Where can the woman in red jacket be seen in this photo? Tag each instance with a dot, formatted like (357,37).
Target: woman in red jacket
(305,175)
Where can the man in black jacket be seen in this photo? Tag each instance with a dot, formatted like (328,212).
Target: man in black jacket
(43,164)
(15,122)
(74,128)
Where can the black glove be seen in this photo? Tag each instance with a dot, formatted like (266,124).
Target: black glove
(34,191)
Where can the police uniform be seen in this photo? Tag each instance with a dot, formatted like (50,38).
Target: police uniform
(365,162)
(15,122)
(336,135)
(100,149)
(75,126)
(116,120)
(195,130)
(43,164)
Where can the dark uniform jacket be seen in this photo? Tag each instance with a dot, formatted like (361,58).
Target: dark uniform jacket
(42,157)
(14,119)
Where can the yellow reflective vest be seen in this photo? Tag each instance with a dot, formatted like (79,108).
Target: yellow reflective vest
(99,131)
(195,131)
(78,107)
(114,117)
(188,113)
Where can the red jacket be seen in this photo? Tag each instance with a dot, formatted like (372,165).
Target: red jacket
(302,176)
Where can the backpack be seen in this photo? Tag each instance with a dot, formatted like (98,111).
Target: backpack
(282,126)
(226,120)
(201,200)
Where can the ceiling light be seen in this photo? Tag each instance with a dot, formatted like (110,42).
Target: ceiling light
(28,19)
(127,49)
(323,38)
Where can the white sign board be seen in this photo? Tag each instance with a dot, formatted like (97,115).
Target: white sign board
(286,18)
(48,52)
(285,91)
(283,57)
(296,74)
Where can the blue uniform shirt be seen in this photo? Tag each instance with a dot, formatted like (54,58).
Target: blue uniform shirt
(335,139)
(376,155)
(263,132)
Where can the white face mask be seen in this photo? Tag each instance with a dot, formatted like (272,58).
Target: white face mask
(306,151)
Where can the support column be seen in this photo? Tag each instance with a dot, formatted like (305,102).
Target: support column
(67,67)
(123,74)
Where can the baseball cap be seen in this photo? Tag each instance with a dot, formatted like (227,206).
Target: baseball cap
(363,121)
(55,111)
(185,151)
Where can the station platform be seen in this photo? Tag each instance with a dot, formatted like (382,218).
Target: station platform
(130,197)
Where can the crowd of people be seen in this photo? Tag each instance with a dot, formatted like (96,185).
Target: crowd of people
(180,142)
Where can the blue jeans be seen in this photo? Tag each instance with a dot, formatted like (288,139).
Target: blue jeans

+ + +

# SHORT EXERCISE
Change each "Tag" in the material above to "Mark". Leave everything else in it as it is.

# THE REPLY
Where can the woman in red jacket be seen in this photo? Mark each instance with a dot, formatted like (357,37).
Target: woman in red jacket
(305,175)
Where can the man in black jacket be seen in this photo? Mark each instance with a dot, formatted like (328,212).
Target: man in black jacket
(43,164)
(15,122)
(74,128)
Where can the black glove be seen in this photo? Mark each instance with a dot, formatted like (266,124).
Target: black glove
(34,191)
Where can the police uniform be seen in this photo? Mark each instance with a dot, formatted like (50,38).
Target: police uniform
(365,162)
(15,122)
(336,135)
(100,149)
(75,126)
(116,120)
(195,130)
(43,164)
Where can the dark uniform jacket be seen in this photo? Mark each instance with a dot, formatted like (361,58).
Target: dark uniform jacket
(42,157)
(14,119)
Where can the yellow reflective vest be seen in this photo? Mark each instance with a dot, formatted like (79,108).
Target: yellow reflective vest
(99,131)
(195,131)
(78,107)
(114,117)
(188,113)
Where can the red jacket be seen in this photo? Mark each instance with a dot, formatted like (372,165).
Target: red jacket
(302,176)
Where can the backpack be seen in this photo? Mark each instance with a dot, formatted like (98,111).
Target: backpack
(282,126)
(226,120)
(201,200)
Where can the ceiling light be seen in this photo? Mark each instance with a dot, formatted like (110,42).
Target: ceiling light
(28,19)
(127,49)
(323,38)
Where can the white sign board be seen in this photo? Mark each instance with a dot, formatted like (97,115).
Target: white sign board
(286,18)
(48,52)
(285,91)
(283,57)
(296,74)
Where can the blue uniform shirt be seen in this photo? Mark each instance with a dot, formatted like (54,58).
Target: blue uniform shirt
(335,139)
(376,155)
(263,132)
Where can the white face mask be seen in this photo? Mark each instance with a dot, formatted like (272,58).
Target: white face mask
(306,151)
Where can the support column be seen in this photo? Mark each instance with a dot, formatted like (305,102).
Target: support column
(67,67)
(123,74)
Where can the baseball cap be seen in this photo? Mark each instance with a dot, formatted like (227,206).
Target: baseball cap
(363,121)
(55,111)
(185,151)
Where can the station platform be seen in this photo? Mark each instance with a dot, formatted like (382,218).
Target: station platform
(130,197)
Where can the crowd of people be seen in this photo? Mark each instance with a dot, formatted like (96,185).
Target: crowd of people
(180,142)
Where can the blue jeans be seen in this photo? Mark each instance with a dot, formatted like (288,139).
Target: blue jeans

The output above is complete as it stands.